** Opening Document extract block **

Comment 100 Boris Zbarsky [:bz] 2010-08-02 22:07:50 PDT
Hmm.  Why do we want to do the bits about converting '_' to '-' (how would the '_' get there?) and uppercasing stuff?
Comment 101 Reşat SABIQ (Reshat) 2010-08-02 23:33:13 PDT
IMHO, these points are worth another look:
4.    IMHO, no assert is needed for empty accept-language, since RFC says:
"If no Accept-Language header is present in the request, the server
    SHOULD assume that all languages are equally acceptable."
Only affects debug builds, but still...
5. country code upper-casing:
The following cases should be handled as well:
abc-XY
abc-XY-dialect
https://wiki.mozilla.org/L10n:Locale_Codes
https://wiki.mozilla.org/L10n:Teams
One way of pseudocoding would be: if first '-' (at index 2 or 3), if any, is followed by no more than 2 alpha chars in a row, uppercase those 2 chars.
That said, the whole item goes away if we are going to make country code in navigator.language lower-case, though that wouldn't be backwards-compatible.
Comment 102 Axel Hecht [:Pike] 2010-08-02 23:41:23 PDT
Please, don't use our wiki as a standard. The real document is http://tools.ietf.org/html/bcp47, which refers to http://tools.ietf.org/html/rfc4647 for the matching stuff.

Here, http://tools.ietf.org/html/bcp47#section-2.1.1 rules:

 At all times, language tags and their subtags, including private use
   and extensions, are to be treated as case insensitive: there exist
   conventions for the capitalization of some of the subtags, but these
   MUST NOT be taken to carry meaning.
Comment 103 Reşat SABIQ (Reshat) 2010-08-02 23:50:41 PDT
Thanks, Axel. Well, i assumed we wanted consistency. If we are fine w/ en-US on one hand, and ast-es on the other, that's a different matter of course. If that is considered and decided to be OK, then that's the way it's gonna be. Still worth drawing attention to it, IMHO.
Comment 104 Ben Bucksch (:BenB) 2010-08-03 03:31:49 PDT
> Hmm.  Why do we want to do the bits about converting '_' to '-'
> (how would the '_' get there?) and uppercasing stuff?

1. "-" vs. "_". The RFCs and ISO say that the separator is "-", e.g. "en-US". However, POSIX uses LANG="de_DE" in env vars, and Windows also uses the "en_US" notation. The latter is therefore common, and I've seen many people use "en_US" although the spec/protocol explicitly said "en-US", so it's a common error. How would it get there? By somebody editing the pref manually in <about:config>. The normal pref dialog does not allow to specify arbitrary tags. To avoid confusion and problems on the site's end, I want to prevent this, even if it's unlikely. I tried to make sure it's not a perf problem (just 2 int comparisons) nor a lot of code (just 2 lines).

** Closing Document extract block **
** Opening Information provided block **

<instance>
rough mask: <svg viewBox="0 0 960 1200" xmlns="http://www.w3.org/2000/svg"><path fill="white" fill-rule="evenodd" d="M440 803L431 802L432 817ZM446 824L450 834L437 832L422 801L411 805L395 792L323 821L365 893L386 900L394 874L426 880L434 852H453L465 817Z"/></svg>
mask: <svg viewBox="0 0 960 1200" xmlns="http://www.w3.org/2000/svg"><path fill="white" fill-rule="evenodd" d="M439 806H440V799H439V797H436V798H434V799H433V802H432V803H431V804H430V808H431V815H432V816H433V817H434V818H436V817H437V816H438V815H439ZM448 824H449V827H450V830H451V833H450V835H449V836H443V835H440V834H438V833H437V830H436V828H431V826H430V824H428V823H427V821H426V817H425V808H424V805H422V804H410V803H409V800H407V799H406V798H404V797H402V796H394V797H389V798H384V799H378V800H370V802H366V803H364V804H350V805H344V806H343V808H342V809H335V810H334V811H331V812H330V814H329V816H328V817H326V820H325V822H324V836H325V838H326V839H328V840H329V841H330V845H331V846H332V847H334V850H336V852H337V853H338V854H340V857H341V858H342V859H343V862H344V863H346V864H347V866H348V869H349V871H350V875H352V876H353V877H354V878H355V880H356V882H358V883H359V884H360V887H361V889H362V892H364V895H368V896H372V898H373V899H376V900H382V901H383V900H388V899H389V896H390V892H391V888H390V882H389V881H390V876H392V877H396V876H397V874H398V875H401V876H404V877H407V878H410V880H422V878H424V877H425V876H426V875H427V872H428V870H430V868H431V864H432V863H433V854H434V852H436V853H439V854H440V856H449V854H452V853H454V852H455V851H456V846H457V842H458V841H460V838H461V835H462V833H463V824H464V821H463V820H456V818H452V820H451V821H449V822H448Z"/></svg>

** Closing Information provided block **

# Work order A:
Rewrite the bug discussion on language tags, everything from "At all times, language" down to "to it, IMHO.", with "subtags" replaced by "components".
# Work order B:
Write the next part of the bug discussion on language tags, beginning after its final sentence.

# Answer box A:
At all times, language tags and their components, including private use
   and extensions, are to be treated as case insensitive: there exist
   conventions for the capitalization of some of the components, but these
   MUST NOT be taken to carry meaning.
Comment 103 Reşat SABIQ (Reshat) 2010-08-02 23:50:41 PDT
Thanks, Axel. Well, i assumed we wanted consistency. If we are fine w/ en-US on one hand, and ast-es on the other, that's a different matter of course. If that is considered and decided to be OK, then that's the way it's gonna be. Still worth drawing attention to it, IMHO.

# Answer box B:
2. uppercase: our pref contains e.g. "de-de,en-us,en", i.e. lower case. However, our locale codes are "de-DE", i.e. country part in upper case. BCP47 (mentioned by Axel above) also uses this notation in the examples. It's the convention. We used to return that as well, e.g. "en-US". If a site doesn't use navigator.language.toLowerCase(), the comparison will not fail. If our own code (comment 99) is any indication, this error is common, so if we don't adjust the casing to the convention, we may break stuff.

Now, my parsing here is primitive. It works fine for the 2-letter-dash-2-letter codes that we use for locales, and IIRC that's all that the pref dialog allows currently, so it should work be sufficient currently. Only "failure" is indeed "ast-es" and similar codes with 3 letters as first part. BCP47 also gives examples: zh-Hant, de-Latn-DE, de-DE-x-goethe. For these, my code would return zh-HANT, de-LATN-DE, de-DE-X-GOETHE, which is not the convetional casing. If you think I should improve this, I would use the nsCharSeparator here as well, and then uppercase every 2-letter part, apart from the first part.
Comment 105 Boris Zbarsky [:bz] 2010-08-03 09:14:44 PDT
I guess my question is how far we're willing to go in terms of trying to canonicalize random input.  I think the only two sources of this pref are:

1)  What our prefs dialog generates.
2)  What our localizers set up as the default for their locale.
3)  about:config.

I claim we don't care about #3, can impose any reasonable rules we want on #2, and fully control #1.  So if it simplifies our code, we should just assume whatever we want and impose corresponding rules on #2.  Axel, thoughts?
Comment 106 Axel Hecht [:Pike] 2010-08-03 09:47:50 PDT
rightly so
Comment 107 Boris Zbarsky [:bz] 2010-08-03 11:15:17 PDT
s/two sources/sources/, clearly.  ;)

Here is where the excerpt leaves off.